- [YOUR INSTRUCTIONS]: Could you copy out all of the records below line for line, leaving the pictures out of your answer?

- [DATA TO USE]:
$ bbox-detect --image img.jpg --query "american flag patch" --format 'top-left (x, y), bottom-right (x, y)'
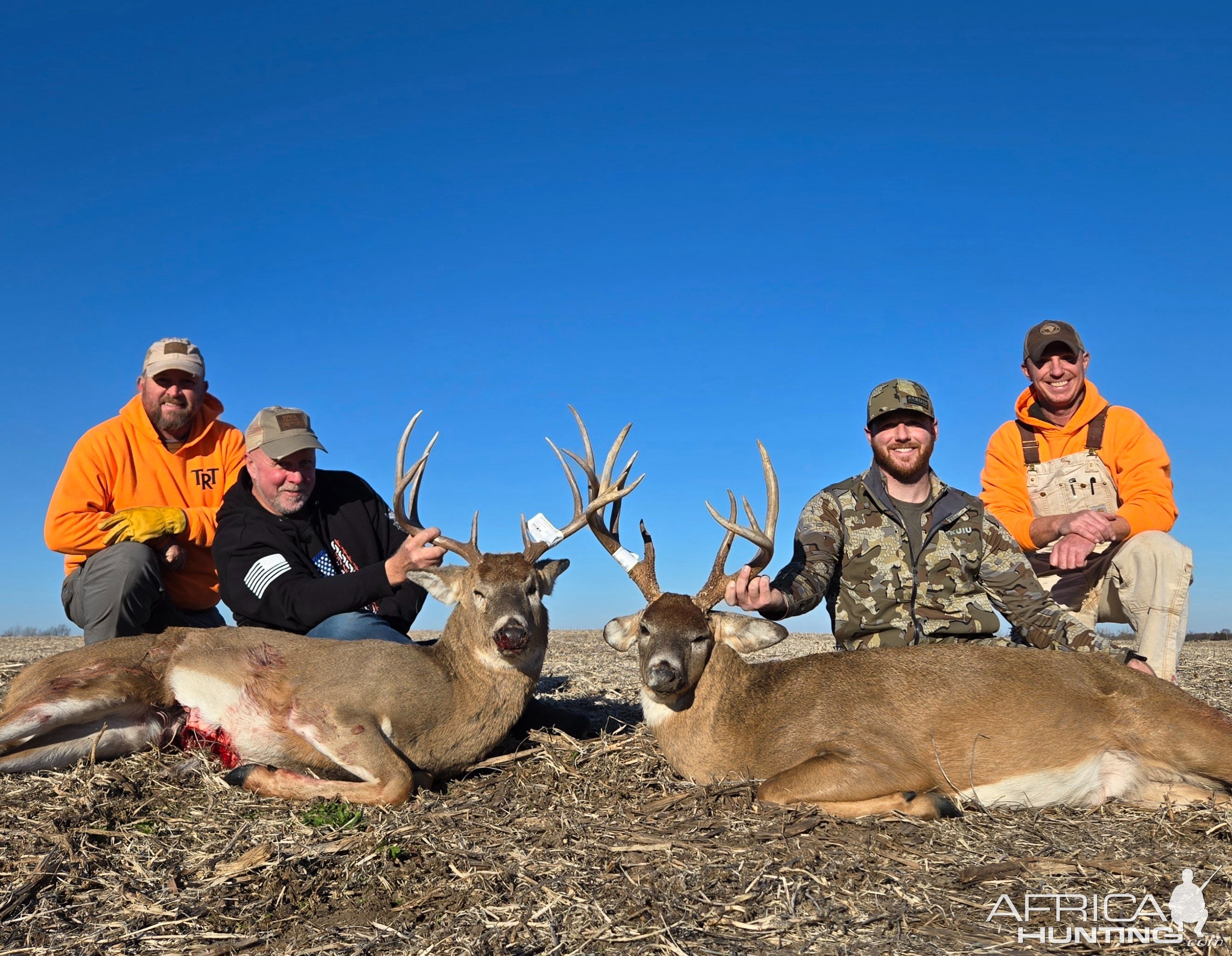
top-left (244, 554), bottom-right (291, 600)
top-left (312, 538), bottom-right (377, 614)
top-left (312, 548), bottom-right (338, 578)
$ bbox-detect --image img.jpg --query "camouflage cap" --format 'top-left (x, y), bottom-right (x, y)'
top-left (244, 405), bottom-right (325, 461)
top-left (142, 339), bottom-right (206, 378)
top-left (1023, 321), bottom-right (1087, 364)
top-left (869, 378), bottom-right (936, 424)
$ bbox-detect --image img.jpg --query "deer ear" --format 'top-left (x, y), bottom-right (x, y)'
top-left (407, 564), bottom-right (471, 604)
top-left (707, 611), bottom-right (787, 654)
top-left (604, 611), bottom-right (642, 650)
top-left (535, 558), bottom-right (569, 598)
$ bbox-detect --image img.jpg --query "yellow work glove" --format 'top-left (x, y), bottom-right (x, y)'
top-left (99, 505), bottom-right (189, 547)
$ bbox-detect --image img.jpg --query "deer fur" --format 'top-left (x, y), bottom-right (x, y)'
top-left (0, 413), bottom-right (636, 803)
top-left (584, 436), bottom-right (1232, 819)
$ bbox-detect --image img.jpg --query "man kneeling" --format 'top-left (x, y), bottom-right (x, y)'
top-left (214, 405), bottom-right (445, 643)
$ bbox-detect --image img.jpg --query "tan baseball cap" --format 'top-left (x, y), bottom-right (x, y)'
top-left (869, 378), bottom-right (936, 424)
top-left (142, 339), bottom-right (206, 378)
top-left (1023, 321), bottom-right (1087, 364)
top-left (244, 405), bottom-right (325, 459)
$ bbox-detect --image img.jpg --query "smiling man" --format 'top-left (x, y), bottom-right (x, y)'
top-left (214, 405), bottom-right (445, 643)
top-left (43, 339), bottom-right (244, 644)
top-left (981, 321), bottom-right (1194, 680)
top-left (727, 378), bottom-right (1095, 650)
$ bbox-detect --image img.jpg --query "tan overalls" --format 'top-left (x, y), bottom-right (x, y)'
top-left (1018, 405), bottom-right (1194, 680)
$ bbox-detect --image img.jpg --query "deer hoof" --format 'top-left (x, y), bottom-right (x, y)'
top-left (903, 790), bottom-right (962, 819)
top-left (223, 764), bottom-right (274, 787)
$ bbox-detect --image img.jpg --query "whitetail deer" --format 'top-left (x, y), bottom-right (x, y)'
top-left (566, 419), bottom-right (1232, 819)
top-left (0, 414), bottom-right (637, 803)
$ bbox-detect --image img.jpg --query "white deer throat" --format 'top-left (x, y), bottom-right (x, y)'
top-left (642, 685), bottom-right (694, 731)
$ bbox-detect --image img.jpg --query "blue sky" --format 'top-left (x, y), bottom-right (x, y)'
top-left (0, 0), bottom-right (1232, 629)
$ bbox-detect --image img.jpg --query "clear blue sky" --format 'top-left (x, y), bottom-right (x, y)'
top-left (0, 0), bottom-right (1232, 629)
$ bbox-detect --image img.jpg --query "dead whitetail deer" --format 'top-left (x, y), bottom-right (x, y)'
top-left (0, 414), bottom-right (637, 803)
top-left (566, 419), bottom-right (1232, 819)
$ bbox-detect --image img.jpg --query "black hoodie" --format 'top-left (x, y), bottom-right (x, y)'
top-left (214, 471), bottom-right (426, 635)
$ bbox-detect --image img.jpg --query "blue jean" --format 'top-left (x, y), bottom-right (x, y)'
top-left (307, 611), bottom-right (413, 644)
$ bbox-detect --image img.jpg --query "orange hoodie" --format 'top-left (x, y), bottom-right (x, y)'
top-left (979, 379), bottom-right (1176, 551)
top-left (43, 394), bottom-right (244, 611)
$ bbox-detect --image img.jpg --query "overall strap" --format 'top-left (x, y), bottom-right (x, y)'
top-left (1014, 405), bottom-right (1111, 464)
top-left (1087, 405), bottom-right (1111, 451)
top-left (1014, 419), bottom-right (1040, 464)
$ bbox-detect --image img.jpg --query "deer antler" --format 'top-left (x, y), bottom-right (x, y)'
top-left (694, 441), bottom-right (779, 611)
top-left (393, 409), bottom-right (483, 564)
top-left (552, 405), bottom-right (662, 601)
top-left (523, 405), bottom-right (645, 562)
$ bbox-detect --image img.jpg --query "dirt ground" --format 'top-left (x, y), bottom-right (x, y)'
top-left (0, 632), bottom-right (1232, 956)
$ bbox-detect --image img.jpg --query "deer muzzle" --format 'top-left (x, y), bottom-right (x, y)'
top-left (492, 621), bottom-right (531, 656)
top-left (645, 658), bottom-right (684, 693)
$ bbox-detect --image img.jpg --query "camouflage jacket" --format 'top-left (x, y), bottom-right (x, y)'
top-left (774, 467), bottom-right (1095, 650)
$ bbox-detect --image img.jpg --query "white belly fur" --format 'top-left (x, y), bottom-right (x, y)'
top-left (962, 750), bottom-right (1149, 807)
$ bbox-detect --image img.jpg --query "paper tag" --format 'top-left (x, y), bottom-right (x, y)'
top-left (526, 513), bottom-right (564, 546)
top-left (612, 548), bottom-right (641, 571)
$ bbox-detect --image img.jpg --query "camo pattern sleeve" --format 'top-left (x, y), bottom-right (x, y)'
top-left (979, 511), bottom-right (1095, 650)
top-left (765, 492), bottom-right (843, 620)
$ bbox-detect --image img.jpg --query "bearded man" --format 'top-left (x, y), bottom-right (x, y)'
top-left (727, 378), bottom-right (1113, 650)
top-left (214, 405), bottom-right (445, 644)
top-left (43, 339), bottom-right (244, 644)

- [EXERCISE OUTPUT]:
$ bbox-detect --image img.jpg --query "american flag patch" --format 'top-left (x, y), bottom-right (x, y)'
top-left (244, 554), bottom-right (291, 600)
top-left (312, 538), bottom-right (377, 614)
top-left (312, 548), bottom-right (338, 578)
$ bbox-detect --image img.jpg --query "camouflage cap" --format 'top-left (x, y), bottom-right (x, y)'
top-left (244, 405), bottom-right (325, 461)
top-left (142, 339), bottom-right (206, 378)
top-left (1023, 321), bottom-right (1087, 364)
top-left (869, 378), bottom-right (936, 424)
$ bbox-detect --image img.jpg --query "deer ear" --format 'top-left (x, y), bottom-right (x, y)'
top-left (407, 564), bottom-right (471, 604)
top-left (707, 611), bottom-right (787, 654)
top-left (604, 611), bottom-right (642, 650)
top-left (535, 558), bottom-right (569, 598)
$ bbox-detect --image img.jpg --query "yellow work glove" --format 'top-left (x, y), bottom-right (x, y)'
top-left (99, 505), bottom-right (189, 547)
$ bbox-detect --image img.jpg --query "deer fur" --format 'top-left (x, y), bottom-right (x, y)'
top-left (0, 413), bottom-right (636, 803)
top-left (584, 436), bottom-right (1232, 819)
$ bbox-detect --image img.jpg --query "man kneeling" --format 'top-left (x, y), bottom-right (x, y)'
top-left (214, 405), bottom-right (445, 643)
$ bbox-detect --image img.jpg --query "tan baseball cap" --format 'top-left (x, y), bottom-right (x, y)'
top-left (869, 378), bottom-right (936, 424)
top-left (142, 339), bottom-right (206, 378)
top-left (1023, 321), bottom-right (1087, 364)
top-left (244, 405), bottom-right (325, 459)
$ bbox-detect --image img.jpg --query "smiling man" --format 'top-left (x, y), bottom-right (x, y)'
top-left (214, 405), bottom-right (445, 643)
top-left (43, 339), bottom-right (244, 644)
top-left (981, 321), bottom-right (1194, 680)
top-left (727, 378), bottom-right (1095, 650)
$ bbox-detect --image img.jpg --query "tan overalls" --format 'top-left (x, y), bottom-right (x, y)'
top-left (1018, 405), bottom-right (1194, 680)
$ bbox-detect --image img.jpg --query "deer hoof" --format 'top-left (x, y), bottom-right (x, y)'
top-left (903, 790), bottom-right (962, 819)
top-left (223, 764), bottom-right (274, 787)
$ bbox-detect --image img.jpg --query "whitetail deer" --format 'top-left (x, y), bottom-right (x, y)'
top-left (566, 419), bottom-right (1232, 819)
top-left (0, 414), bottom-right (637, 803)
$ bbox-detect --image img.jpg --query "white deer throat" --format 'top-left (x, y), bottom-right (x, y)'
top-left (642, 685), bottom-right (694, 731)
$ bbox-detect --image img.jpg --query "blue sky" --format 'top-left (x, y), bottom-right (x, y)'
top-left (0, 0), bottom-right (1232, 629)
$ bbox-detect --image img.jpg --query "clear blue sky" --format 'top-left (x, y), bottom-right (x, y)'
top-left (0, 0), bottom-right (1232, 629)
$ bbox-detect --image img.jpg --query "dead whitetail deer" --format 'top-left (x, y), bottom-right (x, y)'
top-left (0, 414), bottom-right (637, 803)
top-left (566, 419), bottom-right (1232, 819)
$ bbox-detect --image img.jpg --query "black hoodie" --format 'top-left (x, y), bottom-right (x, y)'
top-left (214, 471), bottom-right (426, 635)
$ bbox-detect --image img.jpg --query "blue jean" --format 'top-left (x, y), bottom-right (x, y)'
top-left (307, 611), bottom-right (413, 644)
$ bbox-detect --image img.jpg --query "orange hoodie" --format 'top-left (x, y), bottom-right (x, y)'
top-left (979, 379), bottom-right (1176, 551)
top-left (43, 394), bottom-right (244, 611)
$ bbox-detect --image img.jpg --query "overall strap" --format 'top-left (x, y), bottom-right (x, y)'
top-left (1014, 405), bottom-right (1111, 464)
top-left (1087, 405), bottom-right (1111, 451)
top-left (1014, 419), bottom-right (1040, 464)
$ bbox-detect --image img.jpg --query "deer antler" --format 'top-left (x, y), bottom-right (x, y)'
top-left (694, 441), bottom-right (779, 611)
top-left (393, 409), bottom-right (483, 564)
top-left (552, 405), bottom-right (662, 601)
top-left (523, 405), bottom-right (645, 562)
$ bbox-detect --image img.jpg --query "dirt ground" --format 'top-left (x, y), bottom-right (x, y)'
top-left (0, 632), bottom-right (1232, 956)
$ bbox-detect --image img.jpg --query "deer muzzle" --format 'top-left (x, y), bottom-right (x, y)'
top-left (492, 621), bottom-right (531, 656)
top-left (645, 658), bottom-right (684, 693)
$ bbox-detect --image img.jpg --query "camouflage jacket" --format 'top-left (x, y), bottom-right (x, y)'
top-left (774, 467), bottom-right (1095, 650)
$ bbox-detect --image img.jpg --query "white belly fur" --format 'top-left (x, y), bottom-right (x, y)'
top-left (962, 750), bottom-right (1149, 807)
$ bbox-detect --image img.jpg --query "paper tag" --format 'top-left (x, y), bottom-right (x, y)'
top-left (526, 513), bottom-right (564, 546)
top-left (612, 548), bottom-right (641, 571)
$ bbox-detect --image img.jpg --query "camo pattern sleeve" --format 'top-left (x, y), bottom-right (x, y)'
top-left (979, 511), bottom-right (1095, 650)
top-left (765, 492), bottom-right (843, 620)
$ bbox-detect --image img.jpg --query "bearded man" --format 'top-left (x, y), bottom-right (x, y)'
top-left (727, 378), bottom-right (1113, 650)
top-left (214, 405), bottom-right (445, 644)
top-left (43, 339), bottom-right (244, 644)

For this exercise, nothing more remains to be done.